REQUIRED TASK
Change every occurrence of "bounding box" to "box coordinates" in the rows below, leaving all other text untouched.
━━━━━━
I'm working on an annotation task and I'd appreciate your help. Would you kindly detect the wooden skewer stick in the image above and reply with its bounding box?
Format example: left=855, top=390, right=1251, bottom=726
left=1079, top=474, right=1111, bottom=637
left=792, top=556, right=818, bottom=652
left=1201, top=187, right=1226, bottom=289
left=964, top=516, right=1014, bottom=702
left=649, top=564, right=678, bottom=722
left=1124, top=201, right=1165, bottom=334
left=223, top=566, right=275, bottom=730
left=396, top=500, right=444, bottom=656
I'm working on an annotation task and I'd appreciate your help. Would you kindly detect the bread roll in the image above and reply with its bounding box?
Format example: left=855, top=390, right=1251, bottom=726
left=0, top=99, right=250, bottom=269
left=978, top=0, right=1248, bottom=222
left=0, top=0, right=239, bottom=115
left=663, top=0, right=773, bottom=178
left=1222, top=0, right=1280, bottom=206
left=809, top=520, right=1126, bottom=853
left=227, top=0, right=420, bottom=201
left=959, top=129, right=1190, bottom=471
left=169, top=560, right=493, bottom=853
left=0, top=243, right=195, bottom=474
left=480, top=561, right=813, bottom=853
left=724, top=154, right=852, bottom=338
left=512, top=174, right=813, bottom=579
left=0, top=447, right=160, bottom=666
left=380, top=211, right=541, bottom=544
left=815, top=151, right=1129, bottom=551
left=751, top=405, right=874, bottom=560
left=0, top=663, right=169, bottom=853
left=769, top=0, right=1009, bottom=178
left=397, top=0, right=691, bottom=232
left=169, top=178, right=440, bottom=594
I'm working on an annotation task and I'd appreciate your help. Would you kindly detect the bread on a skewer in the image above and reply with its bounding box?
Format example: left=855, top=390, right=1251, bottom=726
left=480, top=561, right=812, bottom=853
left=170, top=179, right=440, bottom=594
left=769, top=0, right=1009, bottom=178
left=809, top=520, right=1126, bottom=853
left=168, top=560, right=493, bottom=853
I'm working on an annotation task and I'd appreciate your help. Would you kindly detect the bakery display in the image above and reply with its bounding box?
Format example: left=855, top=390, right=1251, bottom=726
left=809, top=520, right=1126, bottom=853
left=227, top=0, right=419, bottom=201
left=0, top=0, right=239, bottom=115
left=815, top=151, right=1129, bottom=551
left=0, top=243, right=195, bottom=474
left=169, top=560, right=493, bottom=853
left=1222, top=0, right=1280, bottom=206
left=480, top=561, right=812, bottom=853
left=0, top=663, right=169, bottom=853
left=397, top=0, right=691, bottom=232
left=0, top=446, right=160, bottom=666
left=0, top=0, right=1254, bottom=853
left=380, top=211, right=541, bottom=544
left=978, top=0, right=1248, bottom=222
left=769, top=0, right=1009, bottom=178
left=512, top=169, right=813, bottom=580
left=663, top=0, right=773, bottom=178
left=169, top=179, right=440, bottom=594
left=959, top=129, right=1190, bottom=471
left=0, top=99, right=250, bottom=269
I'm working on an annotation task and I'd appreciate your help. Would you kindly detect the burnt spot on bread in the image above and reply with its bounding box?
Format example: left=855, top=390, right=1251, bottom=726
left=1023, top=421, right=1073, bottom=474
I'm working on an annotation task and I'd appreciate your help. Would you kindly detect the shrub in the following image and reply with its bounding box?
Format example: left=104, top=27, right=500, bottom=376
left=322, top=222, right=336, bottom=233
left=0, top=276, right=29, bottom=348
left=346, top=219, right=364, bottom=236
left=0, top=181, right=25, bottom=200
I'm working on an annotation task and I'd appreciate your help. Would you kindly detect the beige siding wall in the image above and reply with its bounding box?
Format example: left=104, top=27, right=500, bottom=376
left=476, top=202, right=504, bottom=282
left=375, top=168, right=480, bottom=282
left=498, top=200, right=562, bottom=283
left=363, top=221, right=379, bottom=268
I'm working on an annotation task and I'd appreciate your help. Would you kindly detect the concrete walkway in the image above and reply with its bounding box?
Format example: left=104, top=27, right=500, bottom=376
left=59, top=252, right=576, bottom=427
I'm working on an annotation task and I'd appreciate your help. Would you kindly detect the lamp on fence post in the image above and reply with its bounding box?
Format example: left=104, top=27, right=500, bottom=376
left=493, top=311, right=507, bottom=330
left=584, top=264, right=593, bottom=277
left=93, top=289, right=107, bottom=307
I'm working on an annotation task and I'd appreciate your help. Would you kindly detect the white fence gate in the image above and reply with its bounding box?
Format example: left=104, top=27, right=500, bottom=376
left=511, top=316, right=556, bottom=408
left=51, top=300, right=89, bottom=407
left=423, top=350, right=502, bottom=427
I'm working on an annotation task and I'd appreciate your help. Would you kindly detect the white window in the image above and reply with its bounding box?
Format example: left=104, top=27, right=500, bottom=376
━━━━━━
RESPONSE FOR THIS EXERCISE
I'm working on an annotation task and I'd appreciate your help. Would you kindly detect the wooden skewer stick in the image above and reply with its box coordinates?
Format example: left=855, top=390, right=1251, bottom=726
left=1079, top=474, right=1111, bottom=637
left=792, top=556, right=818, bottom=652
left=1201, top=187, right=1226, bottom=289
left=964, top=516, right=1014, bottom=702
left=649, top=564, right=678, bottom=722
left=1124, top=201, right=1165, bottom=334
left=223, top=566, right=275, bottom=730
left=396, top=500, right=444, bottom=656
I'm working on an annotation task and I'd appreciate your help. Would you kindly detect the bread roll in the image above and reply with its box coordinates?
Format example: left=855, top=390, right=1251, bottom=726
left=0, top=99, right=250, bottom=269
left=978, top=0, right=1248, bottom=222
left=0, top=0, right=239, bottom=115
left=663, top=0, right=773, bottom=178
left=1222, top=0, right=1280, bottom=206
left=809, top=520, right=1126, bottom=853
left=227, top=0, right=420, bottom=201
left=959, top=129, right=1190, bottom=471
left=169, top=560, right=493, bottom=853
left=0, top=243, right=195, bottom=474
left=480, top=561, right=813, bottom=853
left=724, top=154, right=852, bottom=338
left=512, top=174, right=813, bottom=579
left=0, top=447, right=160, bottom=666
left=380, top=211, right=541, bottom=544
left=815, top=151, right=1129, bottom=551
left=751, top=405, right=874, bottom=560
left=0, top=663, right=169, bottom=853
left=769, top=0, right=1009, bottom=178
left=397, top=0, right=691, bottom=232
left=169, top=178, right=440, bottom=594
I'm working on an annotation task and I'd appreciate your help. Would you kindly detect the bread on a skewer in the image above and reply with its box coordinates?
Format example: left=855, top=390, right=1251, bottom=726
left=480, top=561, right=812, bottom=853
left=170, top=179, right=440, bottom=594
left=769, top=0, right=1009, bottom=178
left=809, top=520, right=1126, bottom=853
left=168, top=560, right=493, bottom=853
I'm working on an annotation task and I'd appreciate your help. Would you kindly detect the bakery display in the image above and reply with its box coordinates?
Format example: left=855, top=390, right=1251, bottom=726
left=809, top=520, right=1126, bottom=853
left=227, top=0, right=419, bottom=201
left=0, top=0, right=239, bottom=115
left=815, top=151, right=1129, bottom=551
left=0, top=243, right=195, bottom=474
left=169, top=560, right=493, bottom=853
left=1222, top=0, right=1280, bottom=206
left=480, top=561, right=812, bottom=853
left=0, top=663, right=169, bottom=853
left=397, top=0, right=691, bottom=232
left=0, top=446, right=160, bottom=666
left=0, top=0, right=1254, bottom=853
left=380, top=211, right=541, bottom=544
left=978, top=0, right=1248, bottom=222
left=769, top=0, right=1009, bottom=178
left=512, top=169, right=813, bottom=580
left=663, top=0, right=773, bottom=178
left=169, top=179, right=440, bottom=594
left=959, top=129, right=1190, bottom=471
left=0, top=99, right=250, bottom=269
I'm working on an annotation task and I'd appreciate your help. Would you kindly detect the burnt spot on bread in the image above and reply with its box coordinates?
Format example: left=855, top=390, right=1251, bottom=726
left=1023, top=421, right=1073, bottom=474
I'm working on an annotation task and I'd appreciate your help. Would you kindly detect the shrub in the following image and reply with its box coordinates?
Format example: left=104, top=27, right=500, bottom=376
left=322, top=222, right=336, bottom=233
left=0, top=276, right=29, bottom=348
left=346, top=219, right=364, bottom=236
left=0, top=181, right=25, bottom=200
I'm working on an annotation task and I'd appreciate your help. Would you kindly detect the beige siding wall in the image above and reply with its box coordinates?
Format example: left=104, top=27, right=500, bottom=376
left=476, top=202, right=504, bottom=282
left=375, top=168, right=480, bottom=282
left=498, top=200, right=562, bottom=283
left=363, top=221, right=379, bottom=268
I'm working on an annotation task and I'd appreciate your help. Would you kindly detect the concrete walkway in the image above and reply with its box coordinates?
Format example: left=104, top=27, right=500, bottom=376
left=59, top=252, right=576, bottom=427
I'm working on an annotation task and I'd appreciate your help. Would you kindly detect the lamp on fence post in the image above and reply with its box coordinates?
Format example: left=104, top=27, right=500, bottom=376
left=493, top=311, right=507, bottom=330
left=584, top=264, right=593, bottom=277
left=93, top=289, right=107, bottom=307
I'm working on an annotation task and I'd appreciate your help. Would you kindly detect the white fence gate in the image above and reply with its box coordinates?
Format example: left=104, top=27, right=500, bottom=376
left=511, top=316, right=556, bottom=408
left=51, top=300, right=89, bottom=407
left=423, top=350, right=502, bottom=427
I'm working on an annotation task and I'd appreciate your help. Would you kindly detect the white window in the image above and reply with its box coordinates?
Format example: left=104, top=27, right=500, bottom=376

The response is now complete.